* Exercise task 1: Copy the location identification listing below word for word, omitting the pictures.

------ Passage to read

Transactional vs. Transformative Mediation - BAR BULLETIN

Bar Bulletin


Posted on: Nov 1, 2023

Mediation of civil litigation matters is often approached as a transaction. For example, I will pay you “X” dollars in exchange for dismissing your lawsuit against me. I will do this for you if you do that for me. It is, by its nature, a sterile process, only made dramatic by each participant’s reaction to the other participant’s position. And it works, most of the time.

Some people amusingly describe transactional mediation as everyone walking away a little bit unhappy. But it is worth asking whether that is necessary. Can’t everyone walk away happy, or if not happy, satisfied that the matter is fairly resolved?

When the transactional approach doesn’t work, however, I wonder if a different approach is better. I wonder if an approach focused on the participants’ needs rather than a hoped-for transaction would allow the participants to work through their differences and allow for a discussion which can bring the participants together with a mediated solution.

In many cases, the parties who end up in a room to mediate their claims have spent months if not years building mistrust and resentment, if not hatred, for the people in the other room. Sometimes, this is no one’s fault. It is simply a result of how litigation naturally pits one person against another as they attempt to prove the elements of their claims or defenses and, in that process, actively seek to discredit their opponent.

In one case that I recently mediated, the claims professional pulled me aside and told me, in his view, the plaintiff had been possessed by “the Devil.” When challenged about that viewpoint, it was clear that it was heartfelt even if it was misguided and completely unhelpful to the process of settling the case.

This claims person’s belief, as unusual as it may sound, resulted in a not so unusual feeling: mistrust and hatred. Simply addressing the transaction at hand was impossible because nothing could be done to change this person’s feelings.

But an approach which allows for that belief or those feelings to exist and still allows for the parties to work toward a resolution might be found by transforming the discussion to one where the offended party is challenged to engage in how he would suggest solving the problem. What would he need from the other side to get to the solution offered by the other side? In what circumstances could he live with that solution? This approach allows for extreme beliefs, allows for mistrust, but encourages discussing solutions.

------------
------ Extracted material

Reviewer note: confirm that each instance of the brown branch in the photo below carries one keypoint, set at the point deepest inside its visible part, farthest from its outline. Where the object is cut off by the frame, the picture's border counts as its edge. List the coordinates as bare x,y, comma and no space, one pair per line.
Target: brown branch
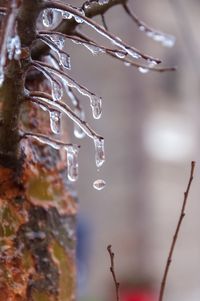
174,240
112,270
127,61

------------

* Exercise task 2:
Answer from the mediation article:
(a) On what date was it posted?
(b) How do some people amusingly describe transactional mediation?
(c) According to the claims professional, what had possessed the plaintiff?

* Correct output 1:
Reviewer note: confirm that each instance of the brown branch in the photo below carries one keypoint, set at the point deepest inside its visible part, farthest from its outline. Where the object is cut off by the frame, the picture's border counts as its edge. List the coordinates as bare x,y, comma and no space, one pair per line.
Target: brown branch
174,240
112,270
127,61

* Correct output 2:
(a) Nov 1, 2023
(b) As everyone walking away a little bit unhappy
(c) "The Devil"